# EXERCISE INPUT
-- Opening Marker --

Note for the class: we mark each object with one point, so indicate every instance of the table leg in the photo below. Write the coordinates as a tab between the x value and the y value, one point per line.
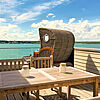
27	95
37	94
1	96
68	92
95	87
60	91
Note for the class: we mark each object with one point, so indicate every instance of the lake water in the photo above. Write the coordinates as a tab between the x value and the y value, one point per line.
11	51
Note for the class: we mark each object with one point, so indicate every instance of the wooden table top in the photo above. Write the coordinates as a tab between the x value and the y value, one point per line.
12	79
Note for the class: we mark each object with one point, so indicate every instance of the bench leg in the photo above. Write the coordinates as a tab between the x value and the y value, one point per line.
1	96
68	92
60	91
95	87
37	95
27	95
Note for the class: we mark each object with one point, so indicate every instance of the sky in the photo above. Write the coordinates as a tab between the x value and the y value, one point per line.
21	19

-- Closing Marker --

The entries above are to be copied exactly, with every picture left out.

# OUTPUT OF THE TASK
Note for the class: we mark each object with one point, so indicate every instance of the table leg in the photo below. Write the coordinates as a tab between the x value and the y value, one point per line.
27	95
37	94
1	96
68	92
95	87
60	91
Note for the class: we mark each object with one point, so indicate every instance of the lake water in the photo above. Write the coordinates as a tab between the x value and the y value, one point per line.
11	51
Note for the class: we mark each object with one point, so indicate every instance of the wooden table top in the photo above. Write the coordinates as a tab between the x value and the y value, one point per line.
12	79
Note for the class: we mark each object with one point, so indicate every instance of the bench leg in the photo above. Write the coordinates as a tab between the x value and the y value, one point per line.
1	96
68	92
60	91
95	87
37	95
27	95
Note for the class: we mark each object with one point, so indicate every instance of the sky in the photo above. Write the coordinates as a tab between the x value and the y value, one point per line.
21	19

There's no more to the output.